TEXT PROVIDED:
--------

Decorative Concrete Acid Stain
Integral color and color hardener are still the most common ways to tint concrete. But these days, the buzz is all about acid stain.
by John Strieder
are still the most common ways to tint concrete. But these days, the buzz is all about acid stain.
"It's one of the most popular things that's going, period," says Sherry White, director of corporate communications for L.M. Scofield Co. "As far as people calling us with inquiries, it's the hottest thing we have going."
Barbara Sargent, owner of Kemiko Concrete Products Inc., agrees. Acid stain gives even the blandest concrete slab a blast of unique character, she says. "Every floor comes up different. I'm not slamming integral color, but that's more monochromatic and uniform than acid stain."

--------

RAW DATA:
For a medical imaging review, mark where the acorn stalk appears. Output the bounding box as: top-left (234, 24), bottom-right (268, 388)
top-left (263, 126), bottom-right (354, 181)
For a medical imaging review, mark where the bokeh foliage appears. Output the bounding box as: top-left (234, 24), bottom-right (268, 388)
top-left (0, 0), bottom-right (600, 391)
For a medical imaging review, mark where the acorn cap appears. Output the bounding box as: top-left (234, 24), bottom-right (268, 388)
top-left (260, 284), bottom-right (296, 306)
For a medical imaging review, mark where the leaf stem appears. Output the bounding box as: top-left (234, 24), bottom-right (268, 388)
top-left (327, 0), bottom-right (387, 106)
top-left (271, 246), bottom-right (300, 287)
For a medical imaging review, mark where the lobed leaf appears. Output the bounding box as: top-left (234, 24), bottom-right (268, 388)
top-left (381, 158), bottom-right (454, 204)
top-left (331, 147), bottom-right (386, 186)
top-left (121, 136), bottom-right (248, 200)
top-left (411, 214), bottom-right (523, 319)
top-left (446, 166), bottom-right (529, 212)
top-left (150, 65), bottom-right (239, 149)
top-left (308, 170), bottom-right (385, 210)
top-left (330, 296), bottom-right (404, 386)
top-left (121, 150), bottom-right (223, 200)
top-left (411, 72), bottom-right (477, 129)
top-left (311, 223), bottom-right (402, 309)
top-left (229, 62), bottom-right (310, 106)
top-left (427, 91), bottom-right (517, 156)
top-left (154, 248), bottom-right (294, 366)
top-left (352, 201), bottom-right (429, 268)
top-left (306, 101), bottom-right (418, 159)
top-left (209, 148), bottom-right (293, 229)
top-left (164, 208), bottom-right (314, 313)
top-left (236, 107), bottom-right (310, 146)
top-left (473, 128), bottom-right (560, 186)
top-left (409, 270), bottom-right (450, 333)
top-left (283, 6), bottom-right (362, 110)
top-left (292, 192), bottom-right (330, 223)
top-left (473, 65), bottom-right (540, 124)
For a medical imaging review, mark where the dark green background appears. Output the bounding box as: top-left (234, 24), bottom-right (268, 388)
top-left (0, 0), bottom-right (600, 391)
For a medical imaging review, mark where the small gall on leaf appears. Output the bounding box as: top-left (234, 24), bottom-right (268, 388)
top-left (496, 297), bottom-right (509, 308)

--------

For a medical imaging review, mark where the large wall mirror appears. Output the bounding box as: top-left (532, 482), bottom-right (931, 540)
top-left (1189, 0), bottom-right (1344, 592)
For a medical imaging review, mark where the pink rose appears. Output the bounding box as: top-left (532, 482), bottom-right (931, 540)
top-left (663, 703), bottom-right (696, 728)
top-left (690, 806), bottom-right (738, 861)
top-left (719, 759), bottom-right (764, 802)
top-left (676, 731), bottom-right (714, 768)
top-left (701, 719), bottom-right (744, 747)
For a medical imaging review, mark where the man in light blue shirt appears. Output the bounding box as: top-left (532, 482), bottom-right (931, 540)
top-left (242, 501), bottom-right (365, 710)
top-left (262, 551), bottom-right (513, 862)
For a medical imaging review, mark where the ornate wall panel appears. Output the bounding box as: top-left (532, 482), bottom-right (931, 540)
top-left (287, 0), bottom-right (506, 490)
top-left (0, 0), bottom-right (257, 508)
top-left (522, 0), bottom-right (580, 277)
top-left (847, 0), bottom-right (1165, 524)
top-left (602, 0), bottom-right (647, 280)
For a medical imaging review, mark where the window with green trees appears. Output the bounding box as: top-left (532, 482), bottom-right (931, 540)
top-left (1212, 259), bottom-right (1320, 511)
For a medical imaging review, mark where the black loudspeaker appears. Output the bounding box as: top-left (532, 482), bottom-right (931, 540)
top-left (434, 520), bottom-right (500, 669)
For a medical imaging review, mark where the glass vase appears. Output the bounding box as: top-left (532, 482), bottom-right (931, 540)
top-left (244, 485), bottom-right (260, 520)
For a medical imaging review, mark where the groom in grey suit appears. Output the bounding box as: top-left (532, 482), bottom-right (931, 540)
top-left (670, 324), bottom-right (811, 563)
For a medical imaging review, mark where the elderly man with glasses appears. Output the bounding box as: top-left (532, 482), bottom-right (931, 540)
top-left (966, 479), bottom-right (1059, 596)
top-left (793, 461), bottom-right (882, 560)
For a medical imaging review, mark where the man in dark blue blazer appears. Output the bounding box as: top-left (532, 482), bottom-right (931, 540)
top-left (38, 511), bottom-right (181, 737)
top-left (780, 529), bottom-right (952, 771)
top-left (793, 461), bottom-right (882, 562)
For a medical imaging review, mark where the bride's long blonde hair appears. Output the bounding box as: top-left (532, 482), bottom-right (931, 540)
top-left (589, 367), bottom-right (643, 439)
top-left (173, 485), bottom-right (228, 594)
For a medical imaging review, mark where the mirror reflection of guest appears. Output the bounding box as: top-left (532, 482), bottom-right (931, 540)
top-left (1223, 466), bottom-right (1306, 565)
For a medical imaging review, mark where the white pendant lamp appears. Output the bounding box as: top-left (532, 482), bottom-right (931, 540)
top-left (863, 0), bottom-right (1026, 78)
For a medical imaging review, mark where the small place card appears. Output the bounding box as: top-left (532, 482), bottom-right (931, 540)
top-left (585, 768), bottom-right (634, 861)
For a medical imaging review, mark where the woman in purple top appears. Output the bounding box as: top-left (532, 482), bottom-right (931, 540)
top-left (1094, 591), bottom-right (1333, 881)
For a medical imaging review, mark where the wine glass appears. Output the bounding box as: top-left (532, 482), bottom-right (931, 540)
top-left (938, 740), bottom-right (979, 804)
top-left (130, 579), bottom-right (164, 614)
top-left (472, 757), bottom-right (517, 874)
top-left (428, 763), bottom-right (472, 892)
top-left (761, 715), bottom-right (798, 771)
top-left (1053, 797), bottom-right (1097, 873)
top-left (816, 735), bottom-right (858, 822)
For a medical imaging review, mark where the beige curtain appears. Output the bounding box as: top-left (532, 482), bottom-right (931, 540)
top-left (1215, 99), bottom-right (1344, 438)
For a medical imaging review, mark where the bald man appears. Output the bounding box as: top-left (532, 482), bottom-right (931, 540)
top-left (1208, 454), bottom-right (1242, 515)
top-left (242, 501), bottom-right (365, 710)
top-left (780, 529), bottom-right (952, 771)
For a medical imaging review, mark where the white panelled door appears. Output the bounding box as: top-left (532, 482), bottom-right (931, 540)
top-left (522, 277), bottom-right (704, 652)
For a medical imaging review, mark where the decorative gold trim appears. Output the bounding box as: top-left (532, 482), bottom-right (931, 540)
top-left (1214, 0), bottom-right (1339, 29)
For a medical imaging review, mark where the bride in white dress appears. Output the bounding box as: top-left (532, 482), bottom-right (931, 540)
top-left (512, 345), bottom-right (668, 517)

--------

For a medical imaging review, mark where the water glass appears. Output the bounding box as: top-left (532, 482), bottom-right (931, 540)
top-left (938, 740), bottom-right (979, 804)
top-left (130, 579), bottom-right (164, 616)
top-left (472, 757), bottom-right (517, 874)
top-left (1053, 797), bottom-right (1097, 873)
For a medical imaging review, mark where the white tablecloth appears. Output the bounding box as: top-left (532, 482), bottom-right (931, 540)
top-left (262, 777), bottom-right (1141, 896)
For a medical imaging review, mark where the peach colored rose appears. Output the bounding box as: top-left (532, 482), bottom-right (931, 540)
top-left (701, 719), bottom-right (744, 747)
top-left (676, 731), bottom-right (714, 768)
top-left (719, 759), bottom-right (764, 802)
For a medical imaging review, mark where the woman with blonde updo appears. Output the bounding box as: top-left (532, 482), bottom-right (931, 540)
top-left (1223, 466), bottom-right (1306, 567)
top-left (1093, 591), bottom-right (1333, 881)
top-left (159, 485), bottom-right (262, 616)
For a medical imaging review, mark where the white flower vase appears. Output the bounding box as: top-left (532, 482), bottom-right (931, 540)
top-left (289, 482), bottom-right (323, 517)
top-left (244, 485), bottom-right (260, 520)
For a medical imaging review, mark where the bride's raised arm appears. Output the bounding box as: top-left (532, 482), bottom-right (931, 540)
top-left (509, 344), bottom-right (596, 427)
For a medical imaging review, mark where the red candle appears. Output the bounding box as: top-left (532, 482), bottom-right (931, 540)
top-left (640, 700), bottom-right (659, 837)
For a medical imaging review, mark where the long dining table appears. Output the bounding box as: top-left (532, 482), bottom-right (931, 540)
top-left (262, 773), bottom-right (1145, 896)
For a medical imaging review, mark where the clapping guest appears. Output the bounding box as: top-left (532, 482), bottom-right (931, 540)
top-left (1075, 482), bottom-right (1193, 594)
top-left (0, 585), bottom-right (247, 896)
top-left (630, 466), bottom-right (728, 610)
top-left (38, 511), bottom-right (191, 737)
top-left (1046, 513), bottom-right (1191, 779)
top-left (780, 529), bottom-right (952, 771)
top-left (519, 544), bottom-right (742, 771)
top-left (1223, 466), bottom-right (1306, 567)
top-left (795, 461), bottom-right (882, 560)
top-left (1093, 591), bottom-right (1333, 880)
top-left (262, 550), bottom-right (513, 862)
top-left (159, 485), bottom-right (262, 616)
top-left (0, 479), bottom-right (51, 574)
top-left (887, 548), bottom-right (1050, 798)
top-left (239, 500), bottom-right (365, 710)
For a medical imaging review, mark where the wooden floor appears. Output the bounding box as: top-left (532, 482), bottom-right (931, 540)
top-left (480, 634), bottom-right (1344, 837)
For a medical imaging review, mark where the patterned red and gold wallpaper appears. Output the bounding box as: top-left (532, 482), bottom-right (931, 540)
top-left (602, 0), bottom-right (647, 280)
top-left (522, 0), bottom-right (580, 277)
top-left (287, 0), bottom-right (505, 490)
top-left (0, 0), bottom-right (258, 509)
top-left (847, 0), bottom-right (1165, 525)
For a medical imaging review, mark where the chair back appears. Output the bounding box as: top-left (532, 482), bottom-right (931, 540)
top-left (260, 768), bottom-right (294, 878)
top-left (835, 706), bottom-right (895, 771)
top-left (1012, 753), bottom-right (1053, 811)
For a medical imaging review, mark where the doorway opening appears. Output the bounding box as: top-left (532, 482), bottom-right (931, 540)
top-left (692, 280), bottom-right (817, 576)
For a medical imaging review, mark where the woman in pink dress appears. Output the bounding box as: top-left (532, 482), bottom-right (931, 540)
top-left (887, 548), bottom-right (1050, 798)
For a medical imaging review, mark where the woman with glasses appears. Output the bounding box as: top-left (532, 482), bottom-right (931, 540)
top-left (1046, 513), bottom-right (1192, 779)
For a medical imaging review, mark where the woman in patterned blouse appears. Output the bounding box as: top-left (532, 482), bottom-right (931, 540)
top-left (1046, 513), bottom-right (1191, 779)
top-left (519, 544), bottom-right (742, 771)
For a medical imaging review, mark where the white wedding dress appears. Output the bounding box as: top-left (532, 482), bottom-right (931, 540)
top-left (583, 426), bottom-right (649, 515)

--------

WHAT YOU WILL DO:
A: According to the acid stain article, what position does Sherry White hold at L.M. Scofield Co.?
B: Carry the acid stain article forward from its final sentence.
The records were drawn from a separate source.

EXERCISE RESPONSES:
A: Director of corporate communications.

B:
Stain bonds chemically with concrete, creating crystal formations that lend color to the slab. Because the stain is the result of many individual chemical reactions, the tint is uneven — gloriously so. It can contain marbling, mottling and all kinds of variations in the base hue. It can be manipulated to duplicate the shadings of natural stone or the effects of age. What's more, it's translucent, allowing variations in the substrate to show through. Each stained floor has a look that can't be duplicated, even with another batch of the same stain.
Sargent stained the floors in her home with her company's tan stain, and she sees all kinds of delicious shades in the result: caramel, creamed coffee, buckskin suede. Her company's most popular color, cola, turns out a floor that looks like old distressed leather, she says.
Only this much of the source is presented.